====== Source extract ======
Florence Edenshaw Davidson (1896–1993) was a Canadian First Nations artist from the Haida. She created basketry and button-blankets and was a respected elder in her village of Masset, Haida Gwaii, British Columbia.

Early life 
Florence Edenshaw was born in Masset on September 15, 1896, the daughter of the Haida artist Charles Edenshaw (Chief Idɨnsaw) and his wife Isabella (K'woiyəng).  She was given the Haida name Jadał q'egəngá ("Story Maid"). As a child, she help her mother to sew button blankets.

She was of the Raven moiety, of the Y'akwə'lanas lineage, and of the Shark House (Q'ad Nas), with crests that included Shark, Two-Finned Killerwhale, and Brown Bear.

Personal life 
She married Robert Davidson (1880–1969), a Haida, on February 23, 1911, and had 13 children. Her daughter Primrose Adams, also an artist, was the 2011 recipient of the Creative Lifetime Achievement Award for First Nations' Art.
====== Extracted data ======
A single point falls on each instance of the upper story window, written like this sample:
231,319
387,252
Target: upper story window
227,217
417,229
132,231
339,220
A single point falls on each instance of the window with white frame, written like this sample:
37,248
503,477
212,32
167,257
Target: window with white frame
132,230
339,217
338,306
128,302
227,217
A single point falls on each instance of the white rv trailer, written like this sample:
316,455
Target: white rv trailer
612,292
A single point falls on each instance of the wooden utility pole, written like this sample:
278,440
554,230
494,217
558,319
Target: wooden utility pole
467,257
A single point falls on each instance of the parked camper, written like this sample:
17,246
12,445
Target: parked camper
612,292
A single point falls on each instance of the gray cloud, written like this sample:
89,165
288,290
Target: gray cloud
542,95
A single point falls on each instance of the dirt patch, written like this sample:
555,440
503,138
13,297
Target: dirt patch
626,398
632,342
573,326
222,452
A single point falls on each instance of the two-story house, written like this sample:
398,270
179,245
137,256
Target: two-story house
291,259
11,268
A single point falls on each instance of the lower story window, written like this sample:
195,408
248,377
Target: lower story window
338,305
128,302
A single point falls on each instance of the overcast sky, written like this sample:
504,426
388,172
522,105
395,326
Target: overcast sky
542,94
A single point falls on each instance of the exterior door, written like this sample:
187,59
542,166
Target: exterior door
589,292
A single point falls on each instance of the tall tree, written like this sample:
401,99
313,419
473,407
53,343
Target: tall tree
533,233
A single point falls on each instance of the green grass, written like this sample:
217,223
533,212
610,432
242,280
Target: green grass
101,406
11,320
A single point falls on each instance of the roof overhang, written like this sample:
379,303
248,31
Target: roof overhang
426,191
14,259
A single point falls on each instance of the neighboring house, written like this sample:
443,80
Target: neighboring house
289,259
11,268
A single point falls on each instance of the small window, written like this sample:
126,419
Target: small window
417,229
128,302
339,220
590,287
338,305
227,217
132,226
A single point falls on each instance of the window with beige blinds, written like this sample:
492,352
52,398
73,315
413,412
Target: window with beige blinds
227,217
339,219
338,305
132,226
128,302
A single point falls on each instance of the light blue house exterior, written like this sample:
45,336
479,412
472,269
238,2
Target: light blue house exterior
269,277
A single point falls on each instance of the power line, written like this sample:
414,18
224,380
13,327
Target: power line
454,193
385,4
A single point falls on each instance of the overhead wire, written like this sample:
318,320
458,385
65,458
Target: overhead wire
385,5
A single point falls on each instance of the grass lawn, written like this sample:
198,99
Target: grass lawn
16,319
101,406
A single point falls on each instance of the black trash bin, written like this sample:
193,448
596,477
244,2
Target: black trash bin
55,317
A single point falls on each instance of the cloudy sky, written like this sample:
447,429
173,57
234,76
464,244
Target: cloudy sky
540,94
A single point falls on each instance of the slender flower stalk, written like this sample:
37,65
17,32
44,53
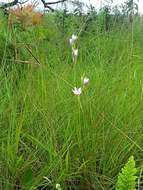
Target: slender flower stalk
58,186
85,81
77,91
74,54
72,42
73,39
======
What is asked
Echo the entire passage about Florence Edenshaw Davidson word for word. The listing is independent material unrelated to the passage about Florence Edenshaw Davidson.

Result for this task
Florence Edenshaw Davidson (1896–1993) was a Canadian First Nations artist from the Haida. She created basketry and button-blankets and was a respected elder in her village of Masset, Haida Gwaii, British Columbia.

Early life 
Florence Edenshaw was born in Masset on September 15, 1896, the daughter of the Haida artist Charles Edenshaw (Chief Idɨnsaw) and his wife Isabella (K'woiyəng).  She was given the Haida name Jadał q'egəngá ("Story Maid"). As a child, she help her mother to sew button blankets.

She was of the Raven moiety, of the Y'akwə'lanas lineage, and of the Shark House (Q'ad Nas), with crests that included Shark, Two-Finned Killerwhale, and Brown Bear.

Personal life 
She married Robert Davidson (1880–1969), a Haida, on February 23, 1911, and had 13 children. Her daughter Primrose Adams, also an artist, was the 2011 recipient of the Creative Lifetime Achievement Award for First Nations' Art.